** START OF PROVIDED DATA **
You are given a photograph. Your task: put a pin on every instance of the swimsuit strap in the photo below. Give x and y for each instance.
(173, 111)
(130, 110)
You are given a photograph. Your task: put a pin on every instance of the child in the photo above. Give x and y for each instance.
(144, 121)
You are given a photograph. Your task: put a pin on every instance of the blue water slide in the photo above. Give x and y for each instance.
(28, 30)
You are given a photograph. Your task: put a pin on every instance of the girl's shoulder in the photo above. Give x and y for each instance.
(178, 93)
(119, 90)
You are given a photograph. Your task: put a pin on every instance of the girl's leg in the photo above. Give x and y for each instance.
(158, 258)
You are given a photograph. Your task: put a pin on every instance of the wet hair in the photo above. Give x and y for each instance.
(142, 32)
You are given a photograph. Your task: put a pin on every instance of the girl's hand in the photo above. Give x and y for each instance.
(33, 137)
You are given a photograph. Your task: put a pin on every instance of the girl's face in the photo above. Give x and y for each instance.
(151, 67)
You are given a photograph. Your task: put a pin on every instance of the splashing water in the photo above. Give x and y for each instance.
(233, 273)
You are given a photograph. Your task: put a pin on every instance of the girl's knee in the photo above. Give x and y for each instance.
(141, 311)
** END OF PROVIDED DATA **
**PROBLEM DESCRIPTION**
Rewrite all of the material above, replacing "girl's" with "child's" and leaving everything else unchanged.

**EXERCISE ANSWER**
You are given a photograph. Your task: put a pin on every instance of the swimsuit strap in the photo below. Give x and y for each instance.
(173, 111)
(130, 110)
You are given a photograph. Your task: put a pin on every instance of the child in the photo above. Give x and y for each instance.
(144, 121)
You are given a photograph. Your task: put a pin on every instance of the blue water slide in the photo above. Give x and y for each instance.
(28, 30)
You are given a photograph. Your task: put a pin on every instance of the child's shoulder in the photo above. Give x and y for each instance.
(178, 93)
(119, 90)
You are given a photograph. Your task: put a pin on every instance of the child's leg in the photo above. Give x and y for each instance.
(158, 258)
You are given a photograph. Your task: put a pin on every instance of the wet hair in the photo above. Give x and y for each instance.
(142, 32)
You are given a photograph. Your task: put a pin on every instance of the child's hand in the photo above. Give x and y for each instance.
(33, 137)
You are given a photograph. Your task: put a pin on every instance of the child's face in the photo above. Give x and y for each instance.
(151, 67)
You are given a photograph. Your task: put a pin on every instance of the splashing water in the photo above. Give x and y for each instance.
(233, 273)
You are given a photograph. Your task: put a pin on every instance of the child's knee in the photo above. Give x and y for each instance.
(141, 311)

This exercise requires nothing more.